■ QUOTED TEXT:
◇ ◇ ◇

The Serbia and Montenegro men's national water polo team, also widely known as the FR Yugoslavia men's national water polo team, represented Serbia and Montenegro in international water polo games, from 1993 to 2006. It was governed by the Water Polo Association of FR Yugoslavia (1992–2003), then the Water Polo Association of Serbia and Montenegro (2003–2006). The team won medals in the Olympics, World and European Championships, FINA World Cup, FINA World League, Mediterranean Games and Universiade.

History
After the breakup of Yugoslavia, in 1991–1992, the original Yugoslavia men's national water polo team was dissolved. Bosnia and Herzegovina (Bosnia and Herzegovina NT), Croatia (Croatia NT), Macedonia (Macedonia NT) (later known as North Macedonia), and Slovenia (Slovenia NT) then formed their own national teams. While the then remaining and smaller Yugoslavia (originally known as FR Yugoslavia, and later as Serbia and Montenegro) formed its own national team.

◇ ◇ ◇

■ SUPPLIED MATERIAL:
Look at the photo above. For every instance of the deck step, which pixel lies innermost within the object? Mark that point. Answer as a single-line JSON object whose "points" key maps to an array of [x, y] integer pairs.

◇ ◇ ◇

■ GIVEN PROBLEM: According to the water polo text, why is the Serbia and Montenegro team also known as the FR Yugoslavia men's national water polo team? Answer in one to three sentences.

■ RESULT OF THE TASK: The team represented the smaller Yugoslavia that remained after the 1991–1992 breakup. That country was originally known as FR Yugoslavia and only later as Serbia and Montenegro.